● **Quoted passage**

━━━━━━━━━━━━━━━━━━━━

I = (PAT) is the mathematical notation of a formula put forward to describe the impact of human activity on the environment.

    I = P × A × T
The expression equates human impact on the environment to a function of three factors: population (P), affluence (A) and technology (T).

The variable A in the I=PAT equation stands for affluence. It represents the average consumption of each person in the population


Sustainability doesn’t scale very well.

Distributed sustainable communities seem like a better balance than a massive metropolitan city that destroys not only its local habitat but many far away ones for the raw materials to build and sustain the city.


All of those people are you to live somewhere and that is going to require building and gathering raw materials. This is true no matter where they live. Those raw materials are getting used.

Given that people in cities live in smaller homes without yards, drive less, and are also more likely to not own a car, it’s gonna take some evidence to prove your hunch here.


Yes - economies of scale. Even if water has to be brought in from a distance, it's better than if some of the population actually extended out to that distance and got their water locally from the same location.


Much of the region is watered by glacier melt that will abruptly cease in the near future. This is a discontinuity not mentioned in the article.


There is also something about the Indian government subsidizing extremely ineffective outdated farming practices that waste a lot of water.


Yes, electricity for water pumping is subsidised, and the water itself is not taxed.

Imposing even tiny charges on water consumption by farmers would incentivize them to use water more efficiently. India could easily learn water efficient practices from Israeli farmers.


There was already rampant misuse of ground water and no politician seems to be bothered

https://www.worldbank.org/en/news/feature/2012/03/06/india-g...


It may triple due to a lot of things, which can include climate. The economist has article on urban development which makes me think at least part of the problem is population growth, in particular the 3rd picture showing the population growth. https://www.economist.com/asia/2023/08/14/how-to-fix-indias-...


Groundwater depletion would create major disruption (as unrests and wars). This is literally a vital issue. Every country should take it seriously as matter of national security.

━━━━━━━━━━━━━━━━━━━━

● **Dataset section**
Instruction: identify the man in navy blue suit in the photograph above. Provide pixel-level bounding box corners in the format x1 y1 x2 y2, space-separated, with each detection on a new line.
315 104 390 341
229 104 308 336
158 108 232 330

━━━━━━━━━━━━━━━━━━━━

● **Work to do**
a. Using the discussion, say whether each statement agrees with it: (i) the letter A in I = PAT stands for affluence; (ii) the water that farmers in India use is taxed; (iii) the glacier melt that waters much of the region will keep flowing indefinitely. Answer yes or no for each and quote the words of the discussion that decide it.
b. Write out the part of the discussion starting at "Yes - economies" and ending at "in the article.".

● **Answers for the tasks**
a.
(i) Yes: "The variable A in the I=PAT equation stands for affluence."
(ii) No: "the water itself is not taxed."
(iii) No: "Much of the region is watered by glacier melt that will abruptly cease in the near future."

b.
Yes - economies of scale. Even if water has to be brought in from a distance, it's better than if some of the population actually extended out to that distance and got their water locally from the same location.


Much of the region is watered by glacier melt that will abruptly cease in the near future. This is a discontinuity not mentioned in the article.